** Begin **

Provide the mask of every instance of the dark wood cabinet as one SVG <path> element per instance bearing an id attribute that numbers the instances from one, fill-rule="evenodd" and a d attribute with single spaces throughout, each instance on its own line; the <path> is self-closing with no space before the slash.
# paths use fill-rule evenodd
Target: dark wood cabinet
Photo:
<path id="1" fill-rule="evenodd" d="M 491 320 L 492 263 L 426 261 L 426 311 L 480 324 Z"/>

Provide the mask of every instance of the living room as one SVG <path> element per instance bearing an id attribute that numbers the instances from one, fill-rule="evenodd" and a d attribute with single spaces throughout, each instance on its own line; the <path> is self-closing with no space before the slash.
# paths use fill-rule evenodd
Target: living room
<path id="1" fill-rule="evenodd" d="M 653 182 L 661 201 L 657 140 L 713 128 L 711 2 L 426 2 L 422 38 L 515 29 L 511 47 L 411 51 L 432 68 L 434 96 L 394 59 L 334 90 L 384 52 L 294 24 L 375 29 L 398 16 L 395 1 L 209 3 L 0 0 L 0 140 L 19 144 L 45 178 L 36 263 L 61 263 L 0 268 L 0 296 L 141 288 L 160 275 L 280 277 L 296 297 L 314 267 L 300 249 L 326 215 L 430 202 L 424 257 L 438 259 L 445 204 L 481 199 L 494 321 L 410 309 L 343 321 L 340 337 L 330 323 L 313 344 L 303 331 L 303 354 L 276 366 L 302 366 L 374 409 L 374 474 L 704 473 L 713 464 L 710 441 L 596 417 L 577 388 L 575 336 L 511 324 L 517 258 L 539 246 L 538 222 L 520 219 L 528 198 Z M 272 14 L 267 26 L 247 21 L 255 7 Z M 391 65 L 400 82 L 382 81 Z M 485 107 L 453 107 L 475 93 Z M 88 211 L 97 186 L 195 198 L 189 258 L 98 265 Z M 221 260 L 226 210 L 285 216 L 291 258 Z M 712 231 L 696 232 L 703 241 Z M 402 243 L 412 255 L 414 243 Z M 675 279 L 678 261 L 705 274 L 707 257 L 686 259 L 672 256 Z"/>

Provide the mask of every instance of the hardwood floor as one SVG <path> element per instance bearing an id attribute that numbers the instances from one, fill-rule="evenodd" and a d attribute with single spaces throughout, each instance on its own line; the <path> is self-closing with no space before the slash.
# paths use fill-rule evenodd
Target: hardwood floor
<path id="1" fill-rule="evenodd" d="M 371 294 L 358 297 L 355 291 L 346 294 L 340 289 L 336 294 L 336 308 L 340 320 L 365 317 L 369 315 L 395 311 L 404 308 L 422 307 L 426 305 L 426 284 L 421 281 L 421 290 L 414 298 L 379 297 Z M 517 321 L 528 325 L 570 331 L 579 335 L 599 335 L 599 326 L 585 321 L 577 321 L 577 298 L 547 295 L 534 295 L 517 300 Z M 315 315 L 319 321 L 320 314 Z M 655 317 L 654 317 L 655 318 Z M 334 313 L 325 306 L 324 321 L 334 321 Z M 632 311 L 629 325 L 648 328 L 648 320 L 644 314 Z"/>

** End **

**TASK GOAL**
Please reproduce the material above verbatim, everything from the line containing "Provide the mask of every instance of the living" down to the end of the material.

**REPLY**
Provide the mask of every instance of the living room as one SVG <path> element per instance bearing an id attribute that numbers the instances from one, fill-rule="evenodd" and a d attribute with single spaces throughout, each instance on its own line; the <path> is self-closing with no space before the slash.
# paths use fill-rule evenodd
Target: living room
<path id="1" fill-rule="evenodd" d="M 653 182 L 661 201 L 657 140 L 713 128 L 711 2 L 426 2 L 422 38 L 515 29 L 511 47 L 411 51 L 432 68 L 434 96 L 394 59 L 334 90 L 384 52 L 294 24 L 375 29 L 398 16 L 395 1 L 209 3 L 0 0 L 0 140 L 19 144 L 45 178 L 36 263 L 61 263 L 0 268 L 0 296 L 141 288 L 160 275 L 280 277 L 296 297 L 314 267 L 300 249 L 326 215 L 430 202 L 424 257 L 438 259 L 445 204 L 481 199 L 494 321 L 410 309 L 343 321 L 340 337 L 330 323 L 313 344 L 303 331 L 303 354 L 276 366 L 302 366 L 374 409 L 374 474 L 704 473 L 713 464 L 710 441 L 596 417 L 577 388 L 575 336 L 511 324 L 517 258 L 539 246 L 538 222 L 520 219 L 528 198 Z M 272 14 L 267 26 L 247 21 L 255 7 Z M 391 65 L 400 82 L 382 81 Z M 485 107 L 453 107 L 475 93 Z M 88 211 L 97 186 L 195 198 L 189 258 L 98 265 Z M 221 260 L 226 210 L 285 216 L 291 258 Z M 712 231 L 696 232 L 703 241 Z M 402 243 L 412 255 L 414 243 Z M 675 279 L 678 261 L 705 274 L 707 257 L 686 259 L 672 256 Z"/>

Provide the mask of every instance of the hardwood floor as one SVG <path> element per instance bearing an id attribute that numbers the instances from one, fill-rule="evenodd" and a d attribute with single spaces throughout, each instance on its own line; the <path> is self-closing with no space before the slash.
# paths use fill-rule evenodd
Target: hardwood floor
<path id="1" fill-rule="evenodd" d="M 371 294 L 358 297 L 355 291 L 346 294 L 340 289 L 336 294 L 336 308 L 340 320 L 365 317 L 369 315 L 395 311 L 404 308 L 422 307 L 426 305 L 426 284 L 421 281 L 421 290 L 414 298 L 379 297 Z M 517 321 L 528 325 L 570 331 L 579 335 L 599 335 L 599 326 L 585 321 L 577 321 L 577 298 L 547 295 L 534 295 L 517 300 Z M 315 315 L 319 321 L 320 314 Z M 655 317 L 654 317 L 655 318 Z M 334 313 L 325 306 L 324 321 L 334 321 Z M 632 311 L 629 325 L 648 328 L 648 320 L 644 314 Z"/>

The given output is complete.